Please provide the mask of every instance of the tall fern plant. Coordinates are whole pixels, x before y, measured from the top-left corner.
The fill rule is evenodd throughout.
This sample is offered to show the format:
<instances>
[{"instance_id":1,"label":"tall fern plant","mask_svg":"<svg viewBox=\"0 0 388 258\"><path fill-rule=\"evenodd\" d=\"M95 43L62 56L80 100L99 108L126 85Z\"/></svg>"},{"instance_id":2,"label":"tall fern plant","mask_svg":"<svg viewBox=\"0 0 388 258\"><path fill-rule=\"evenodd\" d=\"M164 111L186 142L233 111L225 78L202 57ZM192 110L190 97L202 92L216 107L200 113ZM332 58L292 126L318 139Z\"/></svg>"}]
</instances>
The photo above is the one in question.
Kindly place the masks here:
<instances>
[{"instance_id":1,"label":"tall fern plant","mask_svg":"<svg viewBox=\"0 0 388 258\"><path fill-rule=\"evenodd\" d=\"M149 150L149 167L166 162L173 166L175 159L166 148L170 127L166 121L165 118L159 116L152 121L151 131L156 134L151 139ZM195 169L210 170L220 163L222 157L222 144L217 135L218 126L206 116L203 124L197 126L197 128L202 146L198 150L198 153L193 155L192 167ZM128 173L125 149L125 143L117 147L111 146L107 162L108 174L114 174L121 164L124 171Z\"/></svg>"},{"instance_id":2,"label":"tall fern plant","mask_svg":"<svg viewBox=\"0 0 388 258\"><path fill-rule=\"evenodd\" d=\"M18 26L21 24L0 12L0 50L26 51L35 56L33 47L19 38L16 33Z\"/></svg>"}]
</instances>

EXERCISE OBJECTIVE:
Recast every line of the entries above as a JSON list of strings, with one string per line and any blank lines left out.

PROBLEM SOLUTION:
[
  "Please provide the mask of every instance of the tall fern plant. Coordinates are whole pixels, x before y, measured from the top-left corner.",
  "The fill rule is evenodd throughout.",
  "This sample is offered to show the format:",
  "<instances>",
  "[{\"instance_id\":1,\"label\":\"tall fern plant\",\"mask_svg\":\"<svg viewBox=\\\"0 0 388 258\\\"><path fill-rule=\\\"evenodd\\\" d=\\\"M95 43L62 56L80 100L99 108L126 85Z\\\"/></svg>\"},{\"instance_id\":2,\"label\":\"tall fern plant\",\"mask_svg\":\"<svg viewBox=\\\"0 0 388 258\\\"><path fill-rule=\\\"evenodd\\\" d=\\\"M164 111L186 142L233 111L225 78L202 57ZM192 110L190 97L202 92L216 107L200 113ZM332 58L292 126L318 139Z\\\"/></svg>\"}]",
  "</instances>",
  "The photo above is the one in question.",
  "Kindly place the masks here:",
  "<instances>",
  "[{\"instance_id\":1,\"label\":\"tall fern plant\",\"mask_svg\":\"<svg viewBox=\\\"0 0 388 258\\\"><path fill-rule=\\\"evenodd\\\" d=\\\"M149 150L149 167L166 162L173 166L175 159L166 148L170 127L166 121L165 118L159 116L152 121L151 131L156 134L151 139ZM195 169L210 170L220 163L222 157L222 144L217 135L218 126L206 116L203 124L197 126L197 128L202 146L198 150L198 153L193 155L192 167ZM128 173L125 149L125 143L117 147L111 146L107 162L108 174L114 174L121 164L124 171Z\\\"/></svg>\"},{\"instance_id\":2,\"label\":\"tall fern plant\",\"mask_svg\":\"<svg viewBox=\\\"0 0 388 258\\\"><path fill-rule=\\\"evenodd\\\" d=\\\"M18 26L21 24L0 12L0 50L26 51L35 56L33 47L19 38L16 33Z\\\"/></svg>\"}]",
  "</instances>"
]